— Exercise directions —
Find every line in the data that contains the word "shoulder". Return each of those lines.

— Data shown —
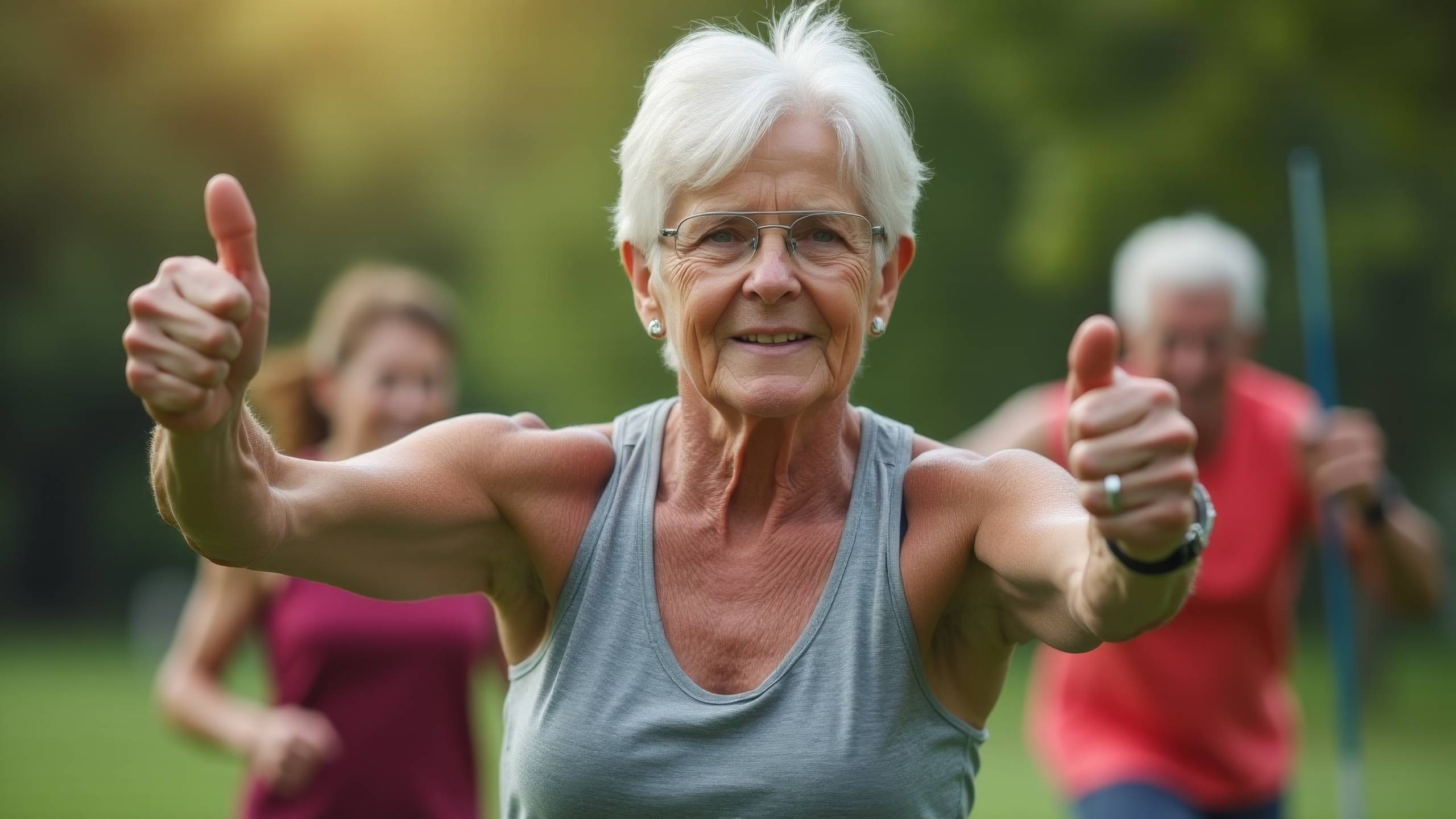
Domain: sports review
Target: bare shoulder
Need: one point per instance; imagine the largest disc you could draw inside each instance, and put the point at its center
(520, 452)
(944, 475)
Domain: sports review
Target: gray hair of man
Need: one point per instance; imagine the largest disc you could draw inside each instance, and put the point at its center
(718, 91)
(1187, 253)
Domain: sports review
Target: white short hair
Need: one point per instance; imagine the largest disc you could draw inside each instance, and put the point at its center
(1187, 253)
(718, 91)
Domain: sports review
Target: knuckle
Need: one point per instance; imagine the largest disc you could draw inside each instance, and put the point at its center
(1078, 458)
(1078, 420)
(1184, 474)
(143, 301)
(139, 375)
(133, 338)
(213, 340)
(172, 266)
(1163, 392)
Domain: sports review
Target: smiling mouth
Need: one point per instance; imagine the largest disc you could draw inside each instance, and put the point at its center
(766, 338)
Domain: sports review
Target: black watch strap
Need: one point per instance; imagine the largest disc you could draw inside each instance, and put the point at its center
(1186, 553)
(1183, 556)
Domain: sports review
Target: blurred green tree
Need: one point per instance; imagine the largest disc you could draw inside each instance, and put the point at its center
(475, 140)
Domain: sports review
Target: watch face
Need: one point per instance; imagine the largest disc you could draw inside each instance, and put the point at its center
(1206, 514)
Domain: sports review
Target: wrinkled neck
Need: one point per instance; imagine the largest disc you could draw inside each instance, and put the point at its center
(750, 474)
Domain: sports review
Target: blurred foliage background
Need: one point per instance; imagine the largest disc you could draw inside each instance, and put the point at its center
(475, 139)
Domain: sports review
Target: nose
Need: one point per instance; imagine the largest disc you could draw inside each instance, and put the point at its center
(1189, 365)
(771, 274)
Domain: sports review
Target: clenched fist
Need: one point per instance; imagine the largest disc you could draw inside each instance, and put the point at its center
(290, 747)
(198, 330)
(1130, 428)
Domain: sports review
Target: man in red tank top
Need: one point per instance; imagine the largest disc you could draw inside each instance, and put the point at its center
(1196, 719)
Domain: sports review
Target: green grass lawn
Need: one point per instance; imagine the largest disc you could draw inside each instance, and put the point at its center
(79, 738)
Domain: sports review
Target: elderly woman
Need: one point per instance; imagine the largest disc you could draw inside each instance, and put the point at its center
(752, 599)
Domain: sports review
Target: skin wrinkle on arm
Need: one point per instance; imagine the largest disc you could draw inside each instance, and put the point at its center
(412, 519)
(1072, 594)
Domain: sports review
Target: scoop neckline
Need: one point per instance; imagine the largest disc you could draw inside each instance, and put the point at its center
(647, 551)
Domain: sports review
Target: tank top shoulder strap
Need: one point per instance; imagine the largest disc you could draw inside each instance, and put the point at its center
(635, 437)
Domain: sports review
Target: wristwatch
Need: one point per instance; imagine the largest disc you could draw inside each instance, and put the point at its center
(1194, 543)
(1389, 496)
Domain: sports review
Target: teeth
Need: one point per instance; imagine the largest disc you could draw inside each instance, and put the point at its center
(776, 338)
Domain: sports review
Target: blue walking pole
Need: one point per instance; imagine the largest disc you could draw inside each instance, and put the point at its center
(1320, 365)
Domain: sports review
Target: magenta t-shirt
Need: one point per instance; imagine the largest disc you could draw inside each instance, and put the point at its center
(395, 681)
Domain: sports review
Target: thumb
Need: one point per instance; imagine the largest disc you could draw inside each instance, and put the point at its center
(232, 224)
(1093, 356)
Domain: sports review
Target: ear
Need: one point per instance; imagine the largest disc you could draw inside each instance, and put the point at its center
(890, 278)
(634, 263)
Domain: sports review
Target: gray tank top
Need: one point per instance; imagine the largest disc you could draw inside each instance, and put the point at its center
(603, 722)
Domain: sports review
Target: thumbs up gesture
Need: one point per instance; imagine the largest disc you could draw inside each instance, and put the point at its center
(198, 330)
(1129, 429)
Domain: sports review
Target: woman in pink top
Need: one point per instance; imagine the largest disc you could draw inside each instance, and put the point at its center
(1196, 719)
(370, 713)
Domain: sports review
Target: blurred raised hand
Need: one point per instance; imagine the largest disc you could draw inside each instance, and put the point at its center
(1127, 426)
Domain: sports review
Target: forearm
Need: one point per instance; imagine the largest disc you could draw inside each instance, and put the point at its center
(1117, 604)
(1405, 557)
(216, 489)
(200, 707)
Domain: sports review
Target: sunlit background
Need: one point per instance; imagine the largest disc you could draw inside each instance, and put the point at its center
(475, 139)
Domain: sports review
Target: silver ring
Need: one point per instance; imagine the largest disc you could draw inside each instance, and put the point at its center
(1113, 487)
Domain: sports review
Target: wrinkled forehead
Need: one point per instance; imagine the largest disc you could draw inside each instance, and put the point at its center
(797, 167)
(1192, 308)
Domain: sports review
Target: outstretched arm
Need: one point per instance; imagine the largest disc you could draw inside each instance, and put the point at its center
(1046, 535)
(430, 515)
(1397, 547)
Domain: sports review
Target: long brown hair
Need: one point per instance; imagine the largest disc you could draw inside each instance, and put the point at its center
(357, 301)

— Expected answer —
Target: bare shoulder
Target: tank top shoulder strap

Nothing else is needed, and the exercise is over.